Page –
************
Noisms has mentioned an interest in learning more about the Middle Ages. I’m assuming he means the European Middle Ages, as this follow-up post implies.
My bachelor’s degree from UT Austin is technically in liberal arts, because UT doesn’t award undergraduate degrees in history. But it was the history sequence I completed with a focus on medieval Europe, especially England and France. UT has a great Medieval Studies program, and if you get the chance, I strongly recommend you take any class you can from Janet Meisel and Martha Newman.
Ask any historian about pretty much any topic, and they’ll want to cast back a handful hundred years to discuss how things got to be that way. I’m going to do the opposite and discuss the Middle Ages by hopping forward in time to answer the question, what were the Middle Ages?
The term comes from a time when very little was known about medieval Europe. So far as historians were concerned, European history kinda stopped with the fall of Rome, then restarted again with the Renaissance. Documents from the time were few and far between, and peppered with mythology, like King Arthur. (Want to see a medieval historian get all flustered? Ask ‘em about Joan of Arc.)
Modern efforts to restore and catalogue medieval documents have helped us fill in a lot of the gaps, however, and we now know far more about what happened during those days. The period called “the Dark Ages” has been pushed back to the handful of centuries just after the fall of Rome. Written sources are very rare for those years even now, and what we have to work with primarily comes from oral accounts later committed to vellum and the fruits of archeology.
What we do know is that, as the power of Rome declined, western Europe was awash in successive waves of invaders from the east. On the continent, Goths, Huns, and Franks pushed in from the east, conquering as they traveled, settling down, and merging their customs with those of the people they’d subdued. In the north, the invaders were Angles, Saxons, Jutes, and Vikings.
When the armies of Islam had conquered the length of northern Africa and crossed into Spain, the peoples they fought there were Goths who had invaded a few centuries before. When the Saracens attempted to raid back east across the Pyrenees, they got their hinies handed to them supposedly thanks to a technological marvel that I think shaped what we know as the Middle Ages. The myth (remember what I said about the difficulties of separating fact from fantasy in medieval history) goes that seven men, draped in mail and riding powerful horses, each slew a hundred Saracens and only lost one of their own number at the Battle of Tours. These men would have been the first knights, and their exploits, whatever they might have truly been, were due in large part to the stirrup.
The stirrup had been in use in Asia for hundreds of years before the 8th century battle that saw the Islamic advance into modern France stymied. What the Franks did that was different was to use the stirrup to outfit their cavalry with heavy armour that made them nearly impervious to the standard weapons of the day. The weapon system of the armoured knight, while extremely effective, was also extremely expensive. Each knight needed a handful of mounts to be effective in battle, and these horses required oats to put on the bulk and muscle the knights required, especially as their armour grew heavier over the years. Knights also needed lots of training to get the most out of their mounts and their weapons. In short, a lot of man-hours were eaten up by the care, training, and breeding of horses for use in war.
************
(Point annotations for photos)
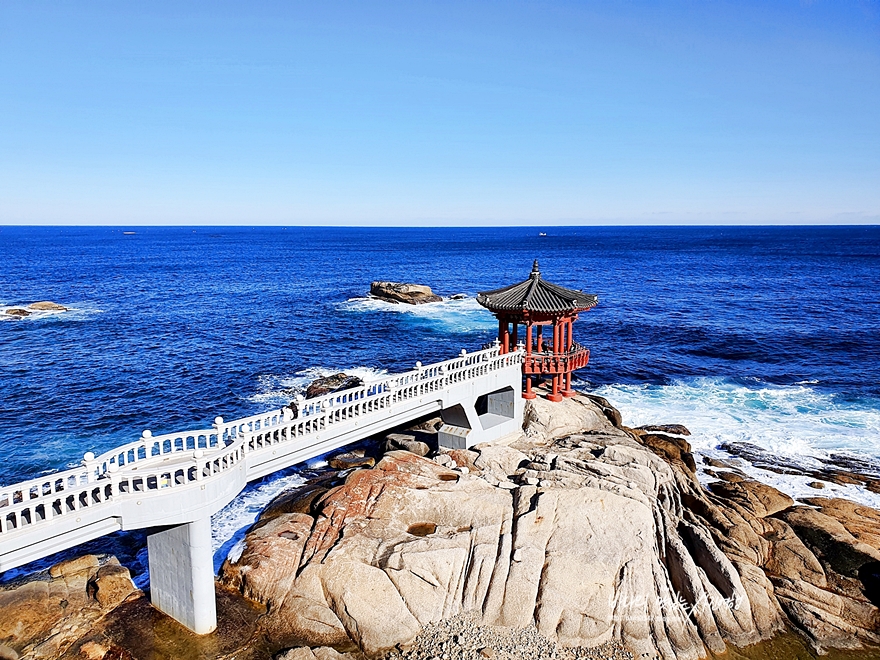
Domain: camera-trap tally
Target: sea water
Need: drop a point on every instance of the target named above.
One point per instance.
(765, 335)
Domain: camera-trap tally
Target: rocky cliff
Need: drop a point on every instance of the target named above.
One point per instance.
(578, 534)
(589, 531)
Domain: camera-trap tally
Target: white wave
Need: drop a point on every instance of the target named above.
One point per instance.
(276, 391)
(460, 315)
(795, 422)
(74, 312)
(228, 526)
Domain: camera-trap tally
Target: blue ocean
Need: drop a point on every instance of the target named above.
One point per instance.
(765, 335)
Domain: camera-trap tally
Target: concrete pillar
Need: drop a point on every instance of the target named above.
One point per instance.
(182, 575)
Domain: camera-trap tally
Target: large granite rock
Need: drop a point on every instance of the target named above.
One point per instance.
(398, 292)
(588, 531)
(42, 617)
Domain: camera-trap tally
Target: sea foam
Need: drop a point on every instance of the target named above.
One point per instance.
(798, 422)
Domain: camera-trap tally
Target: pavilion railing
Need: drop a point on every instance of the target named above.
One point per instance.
(549, 363)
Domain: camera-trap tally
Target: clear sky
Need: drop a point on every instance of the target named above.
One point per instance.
(439, 112)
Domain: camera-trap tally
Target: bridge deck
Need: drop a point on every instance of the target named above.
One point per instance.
(178, 478)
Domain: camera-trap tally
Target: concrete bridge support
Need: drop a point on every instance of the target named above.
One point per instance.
(182, 575)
************
Required work –
**A)** Which peoples does the post on the Middle Ages name as the invaders in the north?
**B)** Gather every line of the listing that contains the string "bridge".

Completed exercise –
**A)** Angles, Saxons, Jutes, and Vikings.

**B)**
Target: bridge deck
Target: concrete bridge support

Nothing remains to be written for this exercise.